(TO BE DONE)
1/ List every action that the post on AI agents and compliance gives as an example of what an agent does on its own.
2/ Answer these questions using the post on AI agents and compliance.
(a) What three steps does the post use to describe a regular AI interaction?
(b) What kind of thing does the post say Kalinga is, and what does it say Kalinga is not?
(c) In which country does the post say that knowledge infrastructure makes it possible to run at scale?
3/ Write the next few paragraphs of the post on AI agents and compliance, starting after its final sentence.

(TEXT SECTION)
That’s not a Skill. That’s an agent.
What an agent actually is
A regular AI interaction is a conversation. You ask, it answers, it stops.
An agent is an AI that takes a sequence of actions on its own — research something, read a document, make a decision, update a file, flag a problem — without you driving each step. You give it a goal. It figures out how to get there.
The compliance agent I’m thinking about would know the Swedish rules for personal assistance, answer questions during the build, notice when regulations change, and flag which parts of the app are affected. Then the same agent, re-trained, for Norway. For Finland. For Denmark. For any market where Kalinga operates.
The thing I didn’t clock until today
Care providers who run personal assistance at scale don’t just employ assistants. They employ experts. A compliance officer. Someone who tracks labor law changes and translates them into operational decisions. Someone whose job is knowing what the rules mean in practice, not just what they say on paper.
In Sweden, that knowledge infrastructure is what makes it possible to run at scale. It’s not optional.
Kalinga is software, not a provider. But it’s operating in the same regulatory environment, for the same kinds of arrangements. If it’s going to be useful across multiple assistants, multiple households, eventually multiple countries — it needs the same knowledge layer.

(INFORMATION PROVIDED)
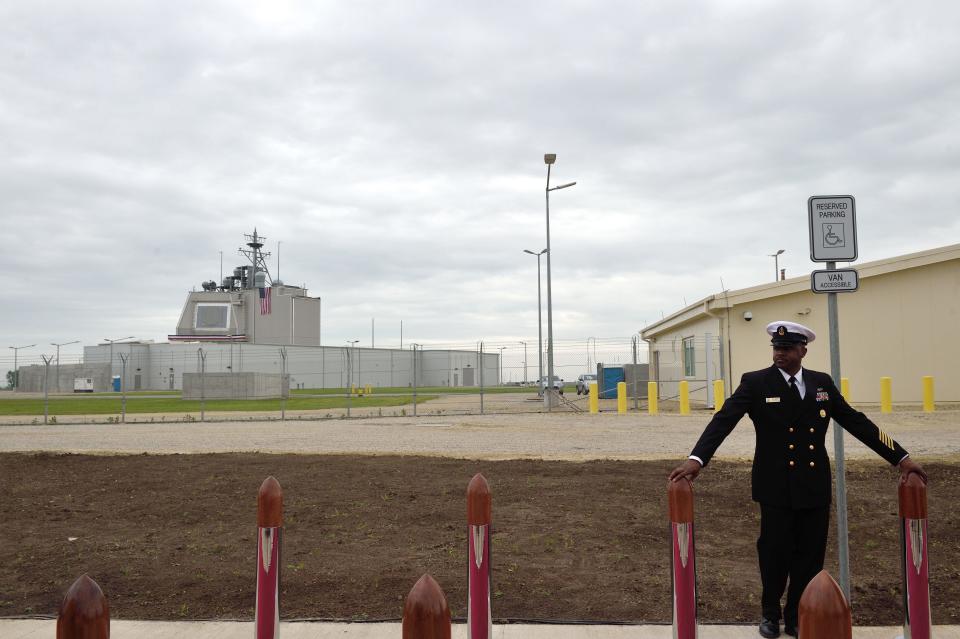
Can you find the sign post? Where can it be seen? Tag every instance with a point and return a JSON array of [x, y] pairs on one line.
[[833, 238]]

(WRITTEN ANSWERS)
1/
- Research something
- Read a document
- Make a decision
- Update a file
- Flag a problem

2/
(a) You ask, it answers, it stops.
(b) Kalinga is software, not a provider.
(c) Sweden.

3/
It just gets to build it with agents instead of headcount.
What this looks like
The compliance agent is the first. It knows the rules. It answers questions during development. It flags changes when regulations update.
After that: a sales agent that handles outreach to families looking for support. A marketing agent. An operations agent that monitors what’s running and surfaces what’s off.
None of this replaces human judgement at the moments that matter. But most of what experts do isn’t the critical moments — it’s the routine work that makes the critical moments possible.
I was going to start building agents after the app launched. It turns out the first one is a file and a few rules away from where we already are.